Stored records
_ _ _

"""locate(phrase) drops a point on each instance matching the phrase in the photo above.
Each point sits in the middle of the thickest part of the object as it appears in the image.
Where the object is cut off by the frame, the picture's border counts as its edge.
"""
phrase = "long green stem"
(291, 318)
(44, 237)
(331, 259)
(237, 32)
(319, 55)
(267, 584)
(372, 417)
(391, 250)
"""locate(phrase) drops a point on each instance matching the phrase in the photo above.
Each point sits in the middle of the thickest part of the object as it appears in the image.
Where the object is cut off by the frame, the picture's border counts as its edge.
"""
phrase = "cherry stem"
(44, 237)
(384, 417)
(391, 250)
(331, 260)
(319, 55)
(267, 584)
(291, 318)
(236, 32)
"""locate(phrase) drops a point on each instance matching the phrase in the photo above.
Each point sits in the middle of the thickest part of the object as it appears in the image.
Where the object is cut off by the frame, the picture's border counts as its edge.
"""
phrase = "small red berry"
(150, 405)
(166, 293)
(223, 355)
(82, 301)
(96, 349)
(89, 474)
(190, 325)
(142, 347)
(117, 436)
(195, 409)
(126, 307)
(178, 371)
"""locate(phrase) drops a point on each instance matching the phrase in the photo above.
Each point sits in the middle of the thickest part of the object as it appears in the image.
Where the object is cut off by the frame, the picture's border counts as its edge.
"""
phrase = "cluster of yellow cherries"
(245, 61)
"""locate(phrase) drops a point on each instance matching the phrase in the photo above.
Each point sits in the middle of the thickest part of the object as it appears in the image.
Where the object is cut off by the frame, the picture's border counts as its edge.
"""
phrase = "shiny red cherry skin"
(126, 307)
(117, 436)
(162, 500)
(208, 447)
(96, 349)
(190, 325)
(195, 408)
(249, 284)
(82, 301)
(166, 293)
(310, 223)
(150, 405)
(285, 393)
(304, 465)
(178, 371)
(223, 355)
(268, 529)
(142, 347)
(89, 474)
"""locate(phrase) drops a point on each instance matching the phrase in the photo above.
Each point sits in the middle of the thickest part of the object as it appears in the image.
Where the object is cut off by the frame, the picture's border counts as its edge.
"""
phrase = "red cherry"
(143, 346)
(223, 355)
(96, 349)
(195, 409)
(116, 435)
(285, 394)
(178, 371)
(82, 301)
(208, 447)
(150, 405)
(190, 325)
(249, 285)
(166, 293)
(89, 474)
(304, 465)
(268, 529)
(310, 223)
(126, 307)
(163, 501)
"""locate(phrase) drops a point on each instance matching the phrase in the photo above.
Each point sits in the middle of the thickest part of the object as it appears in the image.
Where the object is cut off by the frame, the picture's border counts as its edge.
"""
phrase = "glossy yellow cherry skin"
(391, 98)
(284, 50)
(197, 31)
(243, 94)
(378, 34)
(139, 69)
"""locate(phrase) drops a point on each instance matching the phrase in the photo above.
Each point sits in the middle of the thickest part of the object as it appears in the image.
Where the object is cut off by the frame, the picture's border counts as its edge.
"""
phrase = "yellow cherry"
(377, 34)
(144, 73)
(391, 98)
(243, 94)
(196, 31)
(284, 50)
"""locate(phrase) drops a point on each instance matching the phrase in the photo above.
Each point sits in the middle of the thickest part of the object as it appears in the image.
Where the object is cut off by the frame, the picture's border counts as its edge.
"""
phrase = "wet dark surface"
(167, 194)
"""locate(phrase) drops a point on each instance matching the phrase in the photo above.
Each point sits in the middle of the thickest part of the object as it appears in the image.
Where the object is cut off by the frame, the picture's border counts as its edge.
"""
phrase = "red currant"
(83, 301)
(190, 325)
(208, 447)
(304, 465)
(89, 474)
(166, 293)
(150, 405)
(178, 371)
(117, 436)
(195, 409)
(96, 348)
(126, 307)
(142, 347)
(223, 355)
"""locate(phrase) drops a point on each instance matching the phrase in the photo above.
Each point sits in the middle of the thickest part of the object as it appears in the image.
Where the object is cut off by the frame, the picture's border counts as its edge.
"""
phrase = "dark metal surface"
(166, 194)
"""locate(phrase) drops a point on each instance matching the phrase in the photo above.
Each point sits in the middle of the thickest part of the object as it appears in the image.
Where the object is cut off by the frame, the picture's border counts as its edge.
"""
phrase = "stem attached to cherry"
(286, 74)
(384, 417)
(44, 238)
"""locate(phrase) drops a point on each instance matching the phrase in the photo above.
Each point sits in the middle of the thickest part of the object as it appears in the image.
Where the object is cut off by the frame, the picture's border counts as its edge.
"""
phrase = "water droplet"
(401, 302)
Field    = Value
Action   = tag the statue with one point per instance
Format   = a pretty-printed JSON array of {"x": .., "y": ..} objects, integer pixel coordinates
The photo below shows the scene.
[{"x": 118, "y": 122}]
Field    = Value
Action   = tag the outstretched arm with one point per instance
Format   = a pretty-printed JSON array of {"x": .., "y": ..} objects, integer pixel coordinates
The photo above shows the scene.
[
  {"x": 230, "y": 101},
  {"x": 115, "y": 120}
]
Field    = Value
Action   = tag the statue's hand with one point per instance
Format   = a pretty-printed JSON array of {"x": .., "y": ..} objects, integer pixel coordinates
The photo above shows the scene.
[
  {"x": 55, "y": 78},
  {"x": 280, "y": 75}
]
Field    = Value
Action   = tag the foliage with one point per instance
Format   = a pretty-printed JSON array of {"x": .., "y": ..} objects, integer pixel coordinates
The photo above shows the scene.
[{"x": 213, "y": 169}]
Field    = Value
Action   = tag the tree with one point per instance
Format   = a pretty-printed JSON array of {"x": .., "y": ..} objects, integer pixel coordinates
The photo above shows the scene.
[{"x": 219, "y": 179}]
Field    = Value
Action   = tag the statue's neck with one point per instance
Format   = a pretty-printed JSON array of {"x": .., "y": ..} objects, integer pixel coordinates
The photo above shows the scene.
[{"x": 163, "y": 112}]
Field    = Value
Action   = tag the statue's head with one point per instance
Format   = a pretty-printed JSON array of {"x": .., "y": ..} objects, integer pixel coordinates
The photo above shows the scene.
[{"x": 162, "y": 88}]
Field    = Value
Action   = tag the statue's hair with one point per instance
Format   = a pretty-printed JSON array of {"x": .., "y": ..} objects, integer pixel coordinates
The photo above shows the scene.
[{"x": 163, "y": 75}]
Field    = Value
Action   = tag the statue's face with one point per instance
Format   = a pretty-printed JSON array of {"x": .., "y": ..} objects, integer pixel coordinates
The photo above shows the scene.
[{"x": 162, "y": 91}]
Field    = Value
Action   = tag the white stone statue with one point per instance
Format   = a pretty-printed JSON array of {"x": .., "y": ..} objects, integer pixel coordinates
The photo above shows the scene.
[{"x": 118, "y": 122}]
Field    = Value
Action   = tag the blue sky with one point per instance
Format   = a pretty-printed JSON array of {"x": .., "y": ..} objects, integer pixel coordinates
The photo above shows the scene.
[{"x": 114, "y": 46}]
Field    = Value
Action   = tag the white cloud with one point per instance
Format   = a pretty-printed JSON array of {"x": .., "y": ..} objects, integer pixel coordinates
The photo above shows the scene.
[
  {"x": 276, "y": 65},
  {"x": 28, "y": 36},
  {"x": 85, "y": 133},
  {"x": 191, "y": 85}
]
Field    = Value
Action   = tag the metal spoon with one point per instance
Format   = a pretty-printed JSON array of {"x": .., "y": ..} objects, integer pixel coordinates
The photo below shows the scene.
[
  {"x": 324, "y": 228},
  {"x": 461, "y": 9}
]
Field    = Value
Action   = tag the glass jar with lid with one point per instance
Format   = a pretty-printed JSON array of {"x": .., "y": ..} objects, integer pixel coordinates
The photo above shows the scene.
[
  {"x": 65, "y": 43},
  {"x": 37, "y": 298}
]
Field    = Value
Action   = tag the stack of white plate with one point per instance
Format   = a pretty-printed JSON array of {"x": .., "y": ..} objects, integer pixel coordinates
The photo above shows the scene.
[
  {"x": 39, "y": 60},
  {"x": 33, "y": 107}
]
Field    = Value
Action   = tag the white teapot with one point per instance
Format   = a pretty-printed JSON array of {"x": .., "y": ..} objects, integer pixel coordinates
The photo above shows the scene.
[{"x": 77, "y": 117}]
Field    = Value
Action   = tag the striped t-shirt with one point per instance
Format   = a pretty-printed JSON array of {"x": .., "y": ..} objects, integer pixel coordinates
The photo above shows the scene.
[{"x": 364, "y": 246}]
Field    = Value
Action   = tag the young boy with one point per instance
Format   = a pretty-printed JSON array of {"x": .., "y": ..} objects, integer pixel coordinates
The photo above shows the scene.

_ _ _

__Task to complete__:
Pick out and copy every line of the material above that contains the string "stem". Treat the match as case-sensitive.

__Result of this task__:
phrase = "long green stem"
phrase = "cherry stem"
phrase = "stem attached to cherry"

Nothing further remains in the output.